**Provided passage:**
————

Steven Bochco came to know another, looser Iger in the early 1990s, when the prolific television producer sat down with the then-head of ABC to map out NYPD Blue, the gritty cop show that would feature, among other things, its stars' naked derrieres.

"I remember sitting in Bob's office, just the two of us, with a pad and a pencil, drawing dirty pictures like a couple of sixth-graders," the producer recalled.

Bochco laughs at the memory of using those sessions "to decide what was acceptable and what wasn't."

But he is quick to credit Iger for developing a clear set of standards for the series, which ran for 12 years beginning in 1993, and for standing by the show when the religious right assailed it for its racy themes.

Bochco and others say it is this Iger - deliberate and steadfast - who will prove effective when he officially succeeds Eisner at midnight.

In a sense, Iger is the flip side of Eisner, who had little compunction about roiling the corporate waters and seeking the spotlight. Iger is known for being more collegial than combative, a man who hopes to create a calmer environment in a company that has been through much upheaval in recent years.

For all practical purposes, Iger, 54, already has put his mark on Disney. Soon after the board picked him in March, Eisner handed over the reins to the entertainment empire, whose theme parks, movies, television networks and consumer products generate more than $30 billion a year. So far, he's drawn good reviews from company insiders, investors and analysts.

In keeping with Hollywood's tradition of never kick 'em while they're up, public criticism of Iger is hard to come by.

Privately, however, some who have worked with Iger question whether he has the creative chops to replace Eisner, who since 1984 has guided Disney's revenue growth from $1.5 billion a year to more than 20 times that much.

————

**Data extract:**
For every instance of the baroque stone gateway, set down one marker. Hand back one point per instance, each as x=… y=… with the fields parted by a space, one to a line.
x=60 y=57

————

**Tasks to complete:**
**A.** In the Iger article, why did Bochco and Iger sit together sketching pictures while planning NYPD Blue? Answer in one to three sentences.
**B.** Carry the Iger article forward from its final sentence.
The material plays no part in this work.

**In response:**
**A.** They used those sketching sessions to decide what would be acceptable to show in the series and what would not. This was part of working out where the show's limits lay, given that it would feature its stars' naked derrieres.

**B.**
While they rate Iger high on hard work and likability, they are less enthusiastic about his prospects as CEO.

One former associate described Iger as more technocrat than visionary. Another questioned whether his "great temperament and people skills" would translate to creative leadership.

Iger declined requests for an interview and had little to say to reporters Tuesday at a Hollywood Radio and Television Society luncheon for Eisner in Beverly Hills.

"I have to admit I'm excited about this opportunity and deeply appreciative to have that," he said then.

Four years after moving to Disney with ABC, Iger became Eisner's second-in-command as president in 2000. In a rough and tumble five years since, the company has endured a shareholder revolt led by Roy E. Disney and Stanley P. Gold; survived a hostile takeover bid by Comcast Corp.; and been dragged through the embarrassing details of a lawsuit over Eisner's hiring and firing of Michael Ovitz, Iger's predecessor as president.

Looking ahead, Iger has said he will concentrate on expanding Disney's international business and exploiting new technologies to promote the company's brands. He also has said he will give a hard look to the money the company spends on its film operations.

One of Iger's biggest hurdles, however, will be to distinguish himself from Eisner.

Producer Brian Grazer said Iger had the benefit of observing "the aggressively creative" Eisner up close - for good and bad - and probably will use those observations to shape himself as a leader.

Grazer, who has known Iger for 15 years, disputes the notion that he lacks creativity and says his penchant for privacy is sometimes misinterpreted. Iger has never been a guy to show up at every party, Grazer said, and he doesn't expect that to change.

"He's just the worker," Grazer said. "He's always been the worker. Now he's the worker and the CEO."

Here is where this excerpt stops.